EXTRACT:
The language is even rather vague and Mozilla seems to good a long way to avoid explaining that this is the alternative Google has designed for Chrome to replace tracking via third party cookies (Protected Audience API I believe). Now it is better than third party cookie, but having neither is best.

This does not need to be in Firefox.



This is not the same as Protected Audience API which Mozilla have been very critical about [0], this is something they have worked on with Meta over the past couple of years. If you press the read more button there you go to this page [1] that explains it more.

0: https://blog.mozilla.org/en/privacy-security/googles-protect...

1: https://support.mozilla.org/da/kb/privacy-preserving-attribu...


> this is something they have worked on with Meta over the past couple of years

The farmers working with the wolf on a feature to "help" the sheep.


I didn't even know that setting was there until I saw this post. Seems pretty sneaky to have a thing like that enabled by default.

In comparison, when Chrome pushed out ad privacy setting update[1], there was a popup that asked users to make a choice before moving on, so there was no surprise as to what changed.

[1] https://news.ycombinator.com/item?id=37401909 - Google Chrome pushes browser history-based ad targeting (2023-09-06)


It's better for a browser feature the user has some control over to be the implementation point for this than incentivizing site owners to come up with novel tracking strategies.


Except this is not how things work. All you are doing is giving the advertisers another tool to track you, it won't magically make them stop using all the other ones.

AIM: Proceed with the discussion of Firefox's ad attribution setting, starting after its last comment. The listing that comes next is separate material and has no connection to the Firefox discussion.

COLLECTED DATA:
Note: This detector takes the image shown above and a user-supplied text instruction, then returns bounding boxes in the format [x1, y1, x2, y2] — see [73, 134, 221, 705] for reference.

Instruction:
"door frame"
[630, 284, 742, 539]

OUTPUT OF THE EXERCISE:
I was thinking that they'd be forced to adopt this, as 3rd. party cookies goes away, but somehow I sense it's more likely that advertisers would adopt something like device fingerprinting instead.

The online shopping businesses really isn't interested in privacy, I don't even really blame the adtech industry for this one. The companies running the ads and retargetting campaigns want to know who clicked on what and when. Anything less will trigger a frantic search for ways to evade privacy improvements.


Device fingerprinting is a hack and unreliable in the long run. Third party cookies are being replaced with first party cookies and PII-based tracking methods like UID2, which enables a decentralized network of vendors to generate the same hash for the same email address across nodes, giving advertisers a global understanding of identity. Once third party cookies are gone, expect to see login prompts everywhere


To be fair, Firefox has added a fair amount of tools to try to block all the other ones. Along with supporting Ublock et al.